##### PAGE EXTRACT

31

August 2025

Aug

Let Mutual Love Continue

Dear Children of God: Dear Beloved Children

Twelfth Sunday after Pentecost, Year C

We encourage you to approach worship planning with honesty about what it means to be a community of mutual love.

When I was a pre-teen, I got a copy of a Christian magazine in the mail (I feel like I’m starting to show my age already), and inside it was a poster with Hebrews 13:2 on it: “Do not forget to show hospitality to strangers, for by so doing some people have shown hospitality to angels without knowing it” (NIV ). I hung that poster with its vague visual references to angels' wings up on my wall, and it stayed there for years. Unfortunately, the message of that poster and the message I was taught in other contexts about Hebrews 13:2 was, essentially, “Be kind to everyone because you never know when the stranger is actually an angel, and you don’t want to miss out on that.” Looking back, that’s an interesting take on this verse, given that throughout the Bible, people are usually aware when they’re talking to an angel and not an “ordinary” human.

##########

■ TASKS TO COMPLETE ■
A – Update the part of the worship planning page that opens with the words containing "Twelfth Sunday after" and closes with "of mutual love.", putting "service planning" in place of "worship planning".
B – In the worship planning page, which Bible verse was printed on the poster the writer hung up as a pre-teen?

##### DATA UNDER STUDY

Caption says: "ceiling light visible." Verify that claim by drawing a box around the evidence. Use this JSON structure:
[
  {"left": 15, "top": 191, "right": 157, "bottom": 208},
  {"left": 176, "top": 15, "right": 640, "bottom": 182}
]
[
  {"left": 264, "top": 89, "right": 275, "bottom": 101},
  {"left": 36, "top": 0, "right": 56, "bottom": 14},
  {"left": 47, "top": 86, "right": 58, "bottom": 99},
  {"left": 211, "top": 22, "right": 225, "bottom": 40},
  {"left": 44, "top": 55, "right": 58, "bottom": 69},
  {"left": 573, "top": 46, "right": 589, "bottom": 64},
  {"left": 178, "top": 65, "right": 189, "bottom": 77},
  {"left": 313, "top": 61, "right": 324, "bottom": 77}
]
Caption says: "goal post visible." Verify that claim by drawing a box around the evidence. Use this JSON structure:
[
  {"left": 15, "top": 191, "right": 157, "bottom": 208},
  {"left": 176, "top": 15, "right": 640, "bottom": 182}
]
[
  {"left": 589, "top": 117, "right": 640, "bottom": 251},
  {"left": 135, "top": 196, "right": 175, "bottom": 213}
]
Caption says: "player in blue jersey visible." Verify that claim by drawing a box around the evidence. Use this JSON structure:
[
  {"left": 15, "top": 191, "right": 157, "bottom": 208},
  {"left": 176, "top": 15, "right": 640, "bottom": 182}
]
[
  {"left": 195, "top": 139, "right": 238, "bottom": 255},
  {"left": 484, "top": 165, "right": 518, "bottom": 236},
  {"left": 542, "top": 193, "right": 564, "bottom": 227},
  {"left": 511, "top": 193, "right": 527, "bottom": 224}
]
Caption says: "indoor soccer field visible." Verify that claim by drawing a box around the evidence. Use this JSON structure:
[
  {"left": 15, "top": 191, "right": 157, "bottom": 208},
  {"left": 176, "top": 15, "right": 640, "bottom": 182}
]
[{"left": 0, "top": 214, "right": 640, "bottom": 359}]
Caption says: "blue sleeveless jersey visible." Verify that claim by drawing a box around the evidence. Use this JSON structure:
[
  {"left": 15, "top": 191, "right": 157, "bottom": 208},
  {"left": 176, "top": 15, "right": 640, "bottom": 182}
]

##########

■ TASK-BY-TASK ANSWERS ■
A –
Twelfth Sunday after Pentecost, Year C

We encourage you to approach service planning with honesty about what it means to be a community of mutual love.

B – Hebrews 13:2.